● **EXCERPTED DATA**
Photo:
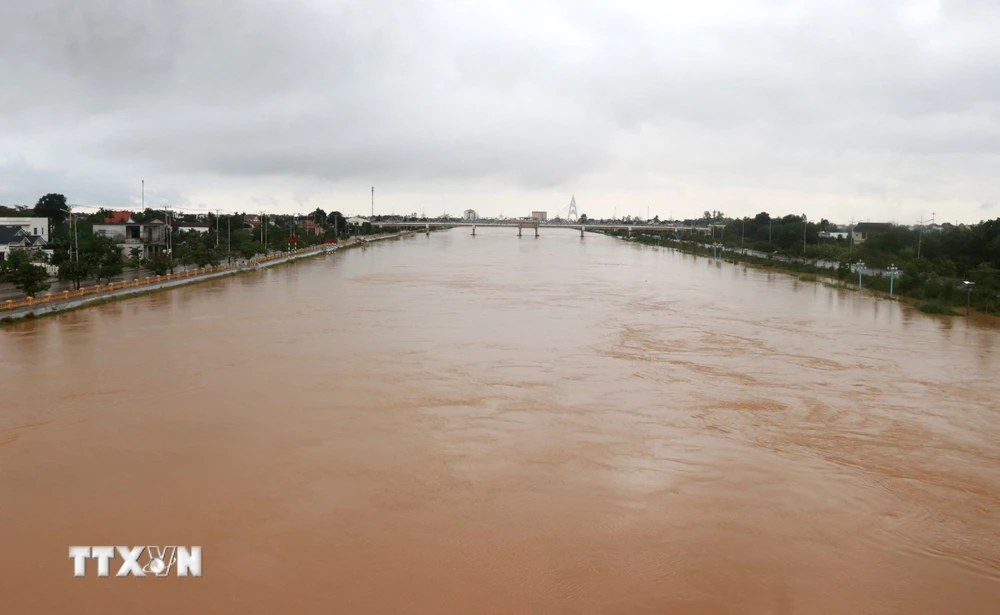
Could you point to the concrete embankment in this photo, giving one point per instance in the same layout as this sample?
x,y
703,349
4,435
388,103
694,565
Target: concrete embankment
x,y
70,300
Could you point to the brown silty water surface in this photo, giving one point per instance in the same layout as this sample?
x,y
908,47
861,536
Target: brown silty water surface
x,y
449,424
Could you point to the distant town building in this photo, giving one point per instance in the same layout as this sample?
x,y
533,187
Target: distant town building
x,y
310,226
149,237
834,235
13,237
200,227
31,226
863,230
119,217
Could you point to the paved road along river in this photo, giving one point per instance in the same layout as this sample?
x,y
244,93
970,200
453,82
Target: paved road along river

● **WORK ITEM**
Return the data above unchanged. Pictures are not part of the copy.

● **ANSWER FOR THE TASK**
Photo:
Could you point to the concrete embankment in this photo, giving one point per instance in the same layout as this sample?
x,y
703,349
4,435
388,103
694,565
Target: concrete embankment
x,y
70,300
Could you point to the brown silty water surface in this photo, giving one point per instance in the same layout as this sample?
x,y
908,47
861,536
Target: brown silty water surface
x,y
449,424
Could you point to the distant town building in this photo, giving one point per instance in the same layout as this sample?
x,y
533,187
Target: distant town building
x,y
310,226
149,237
834,235
13,237
200,227
31,226
863,230
119,217
Could you point to the paved road along river in this photo, giving one point per instance in the same layout as this sample?
x,y
244,93
970,200
453,82
Target: paved road along river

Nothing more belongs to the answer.